---------- Texte étudié ----------

“A la Trace” n°33, le gorille règle ses comptes

13 juil. 2022

“A la Trace” n°33,
le bulletin de la défaunation
(pdf, 287 pages – 10,4 Mo)

Photo Parc National des Virunga.
https://virunga.org/fr/support-us/donate/

En tant que gorille des montagnes vice-président par intérim de la section cruauté et contrebande de la Cour des comptes et des règlements, j’ai la responsabilité de présenter le n°33 d'”A la Trace”, 287 pages, 1759 événements survenus entre le 1er mai et le 31 août 2021 avec des extensions en fin d’année et en 2022, 590 photos et cartes.

Une fois de plus, je constate l’iniquité. Un de mes frères lions mange 7 kg de bidoche par jour à Bangkok et un autre frère lion crève de faim à Sanaa au Yémen. Nos lions sont au plus mal, 3 tonnes d’os soit 345 squelettes ont été saisies au Vietnam dans un conteneur de mer.

Nos sœurs poissons ne sont pas mieux loties, en particulier chez les esturgeons. Les petits œufs qu’elles portent pour perpétuer les espèces et peupler les fleuves sont transformés en une friandise salée que nos bourreaux appellent khaviar. C’est un des domaines que les hommes russes et ukrainiens continuent à cultiver en commun.

Nos requins en tous lieux de la mer et de toutes espèces sont sortis des eaux et amputés des ailerons (plus de 8280 kg dans ce numéro). Plusieurs des 8 milliards d’humains disent que les manger, c’est bon pour la reproduction.

Nos lumineux aras sont mis en difficulté au Brésil par un épicier français du nom d’Auchan qui s’est mis à vendre du vent sous le nom de Voltalia.

Nos crocodiles ont eux aussi payé un lourd tribut à la grivoiserie humaine et plusieurs d’entre eux complètement méconnaissables ont été convertis en sièges d’une voiture nommée Rolls-Royce Phantom.

Rolls-Royce Phantom saisie en Italie (p.210) © ADM

Je déplore au nom de tous mes collègues que sur la Terre entière, l’homme et la femme nous tuent avec du carbofuran et d’autres toxiques. Il y a 31 empoisonnements dans l’ouvrage n°33 et le record de concentration de carbofuran dans les appâts atteint 6 grammes/kg ! C’est en Hongrie.

Les trafiquants ont semble-t-il à moins que ce soit du fo trouvé un nouvel eldorado avec l’ambre gris de nos chers cachalots. 256,5 kg dans ce numéro au prix moyen de 127.500 €/kg.

De concert avec l’empoisonnement monte en puissance un nouveau fléau. Les clôtures électriques tuent nos félins volontairement et nos éléphants. Il y a au moins 26 occurrences dans l’ouvrage.

---------- Données ----------

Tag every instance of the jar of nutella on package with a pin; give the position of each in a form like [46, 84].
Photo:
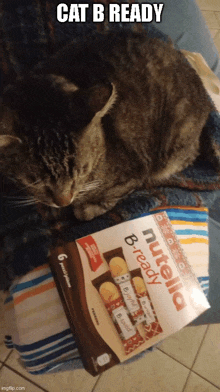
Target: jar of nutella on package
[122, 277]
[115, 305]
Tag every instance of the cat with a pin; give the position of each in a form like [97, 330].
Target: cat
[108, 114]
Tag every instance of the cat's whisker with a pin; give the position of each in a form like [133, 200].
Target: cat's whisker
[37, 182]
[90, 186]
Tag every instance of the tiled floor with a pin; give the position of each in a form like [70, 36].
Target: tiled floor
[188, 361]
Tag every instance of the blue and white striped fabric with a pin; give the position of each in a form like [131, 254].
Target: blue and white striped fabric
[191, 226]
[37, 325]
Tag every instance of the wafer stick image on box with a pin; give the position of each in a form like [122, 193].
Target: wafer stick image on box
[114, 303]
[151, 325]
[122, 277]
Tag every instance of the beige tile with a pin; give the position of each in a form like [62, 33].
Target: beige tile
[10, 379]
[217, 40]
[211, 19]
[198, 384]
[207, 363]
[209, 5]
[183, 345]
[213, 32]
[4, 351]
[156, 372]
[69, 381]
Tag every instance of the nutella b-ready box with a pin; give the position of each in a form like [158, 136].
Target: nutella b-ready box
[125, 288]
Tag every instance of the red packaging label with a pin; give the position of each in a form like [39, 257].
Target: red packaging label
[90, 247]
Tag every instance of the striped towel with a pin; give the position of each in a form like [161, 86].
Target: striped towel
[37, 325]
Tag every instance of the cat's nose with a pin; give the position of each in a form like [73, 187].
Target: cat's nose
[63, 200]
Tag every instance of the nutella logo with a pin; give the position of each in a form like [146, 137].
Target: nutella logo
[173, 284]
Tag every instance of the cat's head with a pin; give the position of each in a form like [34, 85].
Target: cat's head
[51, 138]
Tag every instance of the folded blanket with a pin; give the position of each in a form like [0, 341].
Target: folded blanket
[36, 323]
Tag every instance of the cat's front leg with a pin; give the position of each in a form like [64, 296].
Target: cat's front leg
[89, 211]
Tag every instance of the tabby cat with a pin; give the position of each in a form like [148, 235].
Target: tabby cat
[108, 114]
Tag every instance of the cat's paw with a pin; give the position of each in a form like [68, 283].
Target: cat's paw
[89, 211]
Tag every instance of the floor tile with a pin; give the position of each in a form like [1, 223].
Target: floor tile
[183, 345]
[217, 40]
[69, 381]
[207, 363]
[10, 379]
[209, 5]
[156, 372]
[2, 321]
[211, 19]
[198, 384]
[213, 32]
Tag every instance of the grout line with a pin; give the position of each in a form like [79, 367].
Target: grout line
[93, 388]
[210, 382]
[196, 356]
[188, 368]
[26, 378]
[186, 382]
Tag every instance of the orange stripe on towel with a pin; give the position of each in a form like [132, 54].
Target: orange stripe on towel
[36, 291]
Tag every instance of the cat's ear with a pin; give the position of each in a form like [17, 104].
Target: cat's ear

----------
---------- Données ----------

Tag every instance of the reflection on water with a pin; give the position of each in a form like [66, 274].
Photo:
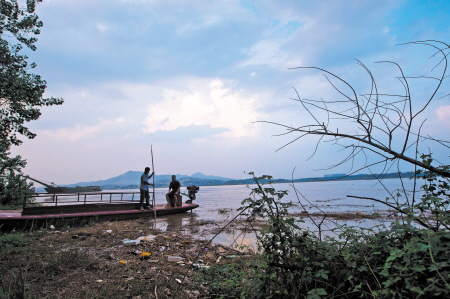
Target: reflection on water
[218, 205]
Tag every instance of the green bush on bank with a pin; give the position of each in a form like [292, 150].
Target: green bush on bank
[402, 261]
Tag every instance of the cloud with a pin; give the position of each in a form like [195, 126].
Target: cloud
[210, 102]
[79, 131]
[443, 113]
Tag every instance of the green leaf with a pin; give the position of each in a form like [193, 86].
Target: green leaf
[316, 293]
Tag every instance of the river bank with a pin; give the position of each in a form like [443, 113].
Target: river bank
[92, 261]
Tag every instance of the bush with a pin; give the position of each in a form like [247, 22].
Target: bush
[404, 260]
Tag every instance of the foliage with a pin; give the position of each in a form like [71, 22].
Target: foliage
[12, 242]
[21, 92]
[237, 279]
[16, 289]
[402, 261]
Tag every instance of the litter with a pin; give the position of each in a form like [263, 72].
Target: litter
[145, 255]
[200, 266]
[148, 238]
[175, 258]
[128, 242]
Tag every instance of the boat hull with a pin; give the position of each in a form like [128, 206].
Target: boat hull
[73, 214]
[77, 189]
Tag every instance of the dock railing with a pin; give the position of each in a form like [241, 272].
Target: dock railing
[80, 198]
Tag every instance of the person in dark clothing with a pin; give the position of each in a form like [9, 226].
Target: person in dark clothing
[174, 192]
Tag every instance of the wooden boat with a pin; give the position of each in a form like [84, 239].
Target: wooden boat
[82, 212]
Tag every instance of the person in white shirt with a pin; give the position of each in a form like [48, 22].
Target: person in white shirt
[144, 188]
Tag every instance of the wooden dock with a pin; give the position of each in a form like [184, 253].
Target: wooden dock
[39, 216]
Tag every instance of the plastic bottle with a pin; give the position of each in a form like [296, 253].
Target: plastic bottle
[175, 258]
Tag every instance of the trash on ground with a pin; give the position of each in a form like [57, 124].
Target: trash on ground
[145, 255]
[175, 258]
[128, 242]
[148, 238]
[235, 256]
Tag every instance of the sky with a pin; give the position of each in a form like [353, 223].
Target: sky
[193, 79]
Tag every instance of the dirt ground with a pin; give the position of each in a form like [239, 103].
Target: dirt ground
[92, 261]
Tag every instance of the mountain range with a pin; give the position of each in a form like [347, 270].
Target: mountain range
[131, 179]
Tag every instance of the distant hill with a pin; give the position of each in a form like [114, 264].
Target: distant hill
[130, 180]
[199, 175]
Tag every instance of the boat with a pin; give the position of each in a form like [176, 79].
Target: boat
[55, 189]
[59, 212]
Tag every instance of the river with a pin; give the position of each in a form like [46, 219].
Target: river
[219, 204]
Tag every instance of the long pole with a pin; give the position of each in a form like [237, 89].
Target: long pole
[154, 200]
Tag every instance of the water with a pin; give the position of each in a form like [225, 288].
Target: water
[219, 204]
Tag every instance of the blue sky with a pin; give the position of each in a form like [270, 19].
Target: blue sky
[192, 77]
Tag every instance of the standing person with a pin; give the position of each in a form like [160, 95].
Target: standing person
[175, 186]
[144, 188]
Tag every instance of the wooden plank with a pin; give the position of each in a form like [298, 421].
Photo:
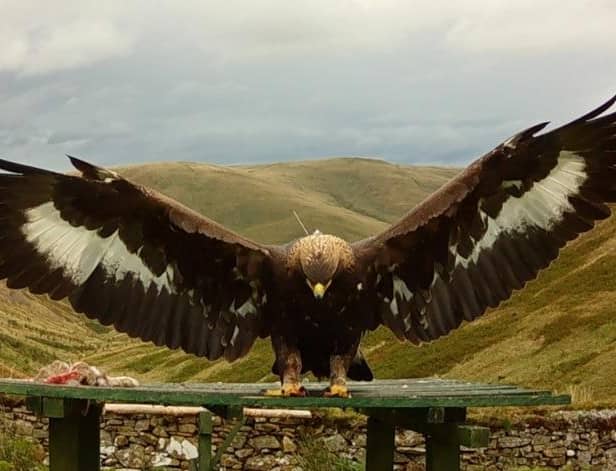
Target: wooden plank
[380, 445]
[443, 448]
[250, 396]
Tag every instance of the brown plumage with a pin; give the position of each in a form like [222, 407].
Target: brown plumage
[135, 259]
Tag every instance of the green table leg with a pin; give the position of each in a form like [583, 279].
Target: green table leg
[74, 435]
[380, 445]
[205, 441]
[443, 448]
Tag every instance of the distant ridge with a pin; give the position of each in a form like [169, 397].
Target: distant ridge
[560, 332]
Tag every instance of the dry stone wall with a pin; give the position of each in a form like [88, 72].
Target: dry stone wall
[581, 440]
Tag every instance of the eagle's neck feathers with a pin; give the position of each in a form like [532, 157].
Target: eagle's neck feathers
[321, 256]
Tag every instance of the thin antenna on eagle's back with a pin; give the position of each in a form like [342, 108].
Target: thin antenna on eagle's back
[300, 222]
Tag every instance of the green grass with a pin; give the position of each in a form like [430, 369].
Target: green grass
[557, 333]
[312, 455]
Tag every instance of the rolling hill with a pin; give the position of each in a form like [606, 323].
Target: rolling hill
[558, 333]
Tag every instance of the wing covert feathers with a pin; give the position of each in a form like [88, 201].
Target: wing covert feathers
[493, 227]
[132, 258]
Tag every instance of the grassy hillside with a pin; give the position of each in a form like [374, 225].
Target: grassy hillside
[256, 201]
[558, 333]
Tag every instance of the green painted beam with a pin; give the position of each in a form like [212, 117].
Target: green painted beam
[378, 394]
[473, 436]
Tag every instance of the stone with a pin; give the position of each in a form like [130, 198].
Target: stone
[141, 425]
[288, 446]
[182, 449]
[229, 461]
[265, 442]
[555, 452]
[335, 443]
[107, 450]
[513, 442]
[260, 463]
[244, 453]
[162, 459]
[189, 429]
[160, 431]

----------
---------- Données ----------

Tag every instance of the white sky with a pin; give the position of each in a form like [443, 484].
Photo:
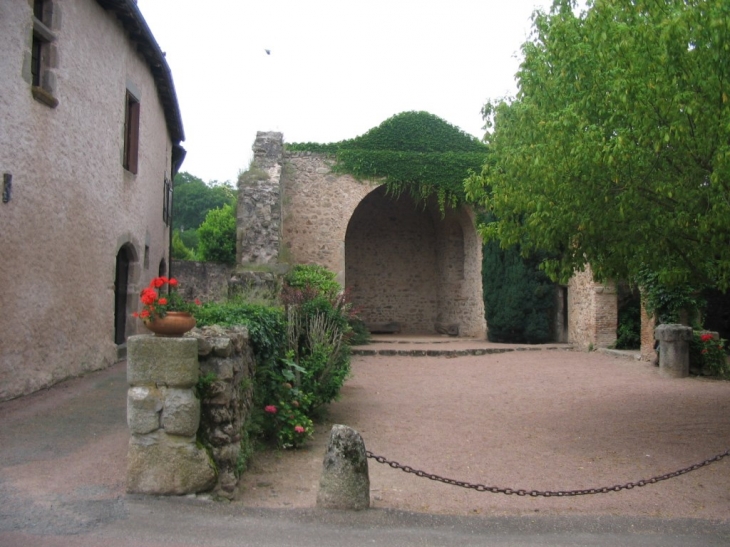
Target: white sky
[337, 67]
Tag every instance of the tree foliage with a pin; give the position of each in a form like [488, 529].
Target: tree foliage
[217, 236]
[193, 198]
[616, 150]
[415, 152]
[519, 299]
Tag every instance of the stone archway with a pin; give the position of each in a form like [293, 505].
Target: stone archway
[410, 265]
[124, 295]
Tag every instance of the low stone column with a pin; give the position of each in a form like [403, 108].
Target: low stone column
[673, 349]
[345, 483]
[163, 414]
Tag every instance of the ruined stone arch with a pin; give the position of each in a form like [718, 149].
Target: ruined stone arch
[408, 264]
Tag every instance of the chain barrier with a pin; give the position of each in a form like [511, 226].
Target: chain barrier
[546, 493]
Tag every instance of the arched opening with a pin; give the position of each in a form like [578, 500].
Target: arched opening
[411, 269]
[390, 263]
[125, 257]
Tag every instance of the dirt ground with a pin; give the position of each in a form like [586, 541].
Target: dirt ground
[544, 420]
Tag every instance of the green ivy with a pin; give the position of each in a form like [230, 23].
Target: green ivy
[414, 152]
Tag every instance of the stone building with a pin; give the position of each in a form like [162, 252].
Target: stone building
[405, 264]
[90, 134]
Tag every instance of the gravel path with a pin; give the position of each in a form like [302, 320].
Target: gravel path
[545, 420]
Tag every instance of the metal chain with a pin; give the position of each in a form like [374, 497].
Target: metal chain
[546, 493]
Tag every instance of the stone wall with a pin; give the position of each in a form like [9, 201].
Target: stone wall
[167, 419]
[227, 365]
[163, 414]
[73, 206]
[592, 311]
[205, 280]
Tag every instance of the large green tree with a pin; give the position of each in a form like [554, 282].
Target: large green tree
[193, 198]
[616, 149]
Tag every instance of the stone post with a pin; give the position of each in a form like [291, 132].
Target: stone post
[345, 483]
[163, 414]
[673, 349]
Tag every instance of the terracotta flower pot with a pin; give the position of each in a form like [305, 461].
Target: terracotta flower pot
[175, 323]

----------

» **Exercices**:
a. D'après le texte étudié :
(i) Combien d'événements le n°33 recense-t-il, et entre quelles dates sont-ils survenus ?
(ii) Dans quel pays a été atteint le record de concentration de carbofuran dans les appâts ?
(iii) Quel est le prix moyen au kilo de l'ambre gris mentionné dans ce numéro ?
b. Recopiez le passage du texte étudié qui va de « Photo Parc National » à « conteneur de mer. ».

» **Corrigé**:
a.
(i) 1759 événements, survenus entre le 1er mai et le 31 août 2021.
(ii) En Hongrie.
(iii) 127.500 €/kg.

b.
Photo Parc National des Virunga.
https://virunga.org/fr/support-us/donate/

En tant que gorille des montagnes vice-président par intérim de la section cruauté et contrebande de la Cour des comptes et des règlements, j’ai la responsabilité de présenter le n°33 d'”A la Trace”, 287 pages, 1759 événements survenus entre le 1er mai et le 31 août 2021 avec des extensions en fin d’année et en 2022, 590 photos et cartes.

Une fois de plus, je constate l’iniquité. Un de mes frères lions mange 7 kg de bidoche par jour à Bangkok et un autre frère lion crève de faim à Sanaa au Yémen. Nos lions sont au plus mal, 3 tonnes d’os soit 345 squelettes ont été saisies au Vietnam dans un conteneur de mer.